# Questions to answer:
1. Duplicate the passage of the sonic boom memoir between "The plane crashed." and "our small ranch.", inclusive.
2. Answer these questions from the sonic boom memoir.
(a) In what town did the writer spend the early days being recalled?
(b) What year appears in the heading of the story?
(c) Which direction did the picture window of the family's ranch face?

--- Source document Enclosed Below ---

‘Sonic Boom’ by Paul Marion

Here’s a story, a memory from my early days in Dracut, Mass. When I was growing up, high-speed aircraft often broke the sound barrier even over residential areas. The enormous boom results from a massive shock wave caused by the aircraft moving faster than the speed of sound. This is something that has been regulated out of our daily lives for a common sense reason–think shattered windows and security alarms going off. But what I’m recalling is a rare accident involving a military plane. — PM

Sonic Boom: A Local Aircraft Story (1958)

North American F-86A (P-86-A) Sabre jet, not the exact aircraft in the story (image courtesy of Smithsonian Institution)

The plane crashed. The pilot survived. I don’t know if I saw this or was told about it by my parents or remember the incident because I heard others describe it. In my mind I see myself in real time either standing in the front yard of my family home on outer Hildreth Street in Dracut with my father or with my mother looking out the west-facing picture window of our small ranch.

--- End of Enclosed Source document ---
--- Excerpted records Enclosed Below ---

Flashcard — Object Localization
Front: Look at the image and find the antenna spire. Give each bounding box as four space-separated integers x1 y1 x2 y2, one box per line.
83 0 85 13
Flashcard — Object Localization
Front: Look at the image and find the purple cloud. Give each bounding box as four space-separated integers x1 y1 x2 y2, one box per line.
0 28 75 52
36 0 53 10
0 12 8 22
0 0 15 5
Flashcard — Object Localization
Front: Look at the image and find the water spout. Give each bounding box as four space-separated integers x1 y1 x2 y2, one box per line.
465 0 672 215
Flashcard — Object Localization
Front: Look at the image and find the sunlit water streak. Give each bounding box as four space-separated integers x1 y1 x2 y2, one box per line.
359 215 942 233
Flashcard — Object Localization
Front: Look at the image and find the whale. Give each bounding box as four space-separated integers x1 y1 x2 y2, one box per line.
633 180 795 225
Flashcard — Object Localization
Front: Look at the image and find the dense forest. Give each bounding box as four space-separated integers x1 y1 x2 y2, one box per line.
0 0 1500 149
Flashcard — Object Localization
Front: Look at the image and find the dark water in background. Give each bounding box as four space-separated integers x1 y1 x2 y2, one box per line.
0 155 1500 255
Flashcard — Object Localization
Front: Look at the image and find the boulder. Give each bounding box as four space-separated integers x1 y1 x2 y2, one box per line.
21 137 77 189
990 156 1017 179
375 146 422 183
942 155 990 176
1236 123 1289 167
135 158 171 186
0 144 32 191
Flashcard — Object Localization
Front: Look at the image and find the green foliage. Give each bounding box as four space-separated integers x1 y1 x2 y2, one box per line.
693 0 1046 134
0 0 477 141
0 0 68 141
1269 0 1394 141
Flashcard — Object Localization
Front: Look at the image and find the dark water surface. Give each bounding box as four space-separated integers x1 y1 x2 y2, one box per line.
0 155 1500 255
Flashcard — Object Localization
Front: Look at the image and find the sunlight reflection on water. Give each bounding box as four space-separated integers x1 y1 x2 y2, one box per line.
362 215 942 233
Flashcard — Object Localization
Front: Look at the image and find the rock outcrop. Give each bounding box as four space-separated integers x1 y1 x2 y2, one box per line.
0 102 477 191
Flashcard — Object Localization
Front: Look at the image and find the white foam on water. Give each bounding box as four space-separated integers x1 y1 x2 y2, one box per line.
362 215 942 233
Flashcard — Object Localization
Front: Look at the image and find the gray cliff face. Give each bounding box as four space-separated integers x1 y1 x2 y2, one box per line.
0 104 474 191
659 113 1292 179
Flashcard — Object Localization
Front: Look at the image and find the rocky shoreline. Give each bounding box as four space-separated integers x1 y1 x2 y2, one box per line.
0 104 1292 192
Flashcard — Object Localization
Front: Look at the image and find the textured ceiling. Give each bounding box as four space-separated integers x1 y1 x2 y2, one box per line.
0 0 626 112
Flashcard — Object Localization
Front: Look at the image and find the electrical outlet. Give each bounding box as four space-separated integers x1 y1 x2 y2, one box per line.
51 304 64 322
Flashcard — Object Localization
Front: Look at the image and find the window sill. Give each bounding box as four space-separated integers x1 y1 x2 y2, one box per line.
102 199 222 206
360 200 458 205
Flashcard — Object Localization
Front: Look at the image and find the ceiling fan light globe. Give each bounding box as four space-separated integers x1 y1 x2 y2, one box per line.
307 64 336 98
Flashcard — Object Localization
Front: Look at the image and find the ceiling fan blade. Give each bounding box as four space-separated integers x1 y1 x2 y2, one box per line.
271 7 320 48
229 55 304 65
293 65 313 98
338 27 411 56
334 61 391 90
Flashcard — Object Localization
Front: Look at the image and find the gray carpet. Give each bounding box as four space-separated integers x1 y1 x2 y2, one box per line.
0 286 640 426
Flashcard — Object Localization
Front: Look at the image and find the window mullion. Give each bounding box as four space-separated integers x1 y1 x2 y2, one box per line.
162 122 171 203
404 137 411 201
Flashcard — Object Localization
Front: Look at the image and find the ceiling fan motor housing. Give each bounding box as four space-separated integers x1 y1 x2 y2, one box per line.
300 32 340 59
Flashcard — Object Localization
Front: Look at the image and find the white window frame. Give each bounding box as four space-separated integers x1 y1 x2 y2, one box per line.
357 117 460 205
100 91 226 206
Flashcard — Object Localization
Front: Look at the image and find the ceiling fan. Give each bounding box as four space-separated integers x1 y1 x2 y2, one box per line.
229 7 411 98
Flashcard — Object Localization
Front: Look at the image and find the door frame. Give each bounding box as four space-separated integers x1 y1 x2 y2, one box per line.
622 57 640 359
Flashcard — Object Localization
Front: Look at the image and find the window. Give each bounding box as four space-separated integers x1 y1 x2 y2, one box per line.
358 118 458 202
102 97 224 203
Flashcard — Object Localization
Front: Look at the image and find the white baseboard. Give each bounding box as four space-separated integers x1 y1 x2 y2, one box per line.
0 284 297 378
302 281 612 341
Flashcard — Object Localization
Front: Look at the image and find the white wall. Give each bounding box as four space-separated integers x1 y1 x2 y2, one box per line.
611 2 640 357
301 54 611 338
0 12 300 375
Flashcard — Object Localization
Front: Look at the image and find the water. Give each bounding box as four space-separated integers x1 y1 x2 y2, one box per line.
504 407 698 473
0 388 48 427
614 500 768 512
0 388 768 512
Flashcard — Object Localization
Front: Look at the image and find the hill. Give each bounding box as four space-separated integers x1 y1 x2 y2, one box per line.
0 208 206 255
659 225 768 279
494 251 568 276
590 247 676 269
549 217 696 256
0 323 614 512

--- End of Enclosed Excerpted records ---

# Task results:
1.
The plane crashed. The pilot survived. I don’t know if I saw this or was told about it by my parents or remember the incident because I heard others describe it. In my mind I see myself in real time either standing in the front yard of my family home on outer Hildreth Street in Dracut with my father or with my mother looking out the west-facing picture window of our small ranch.

2.
(a) Dracut, Mass.
(b) 1958
(c) West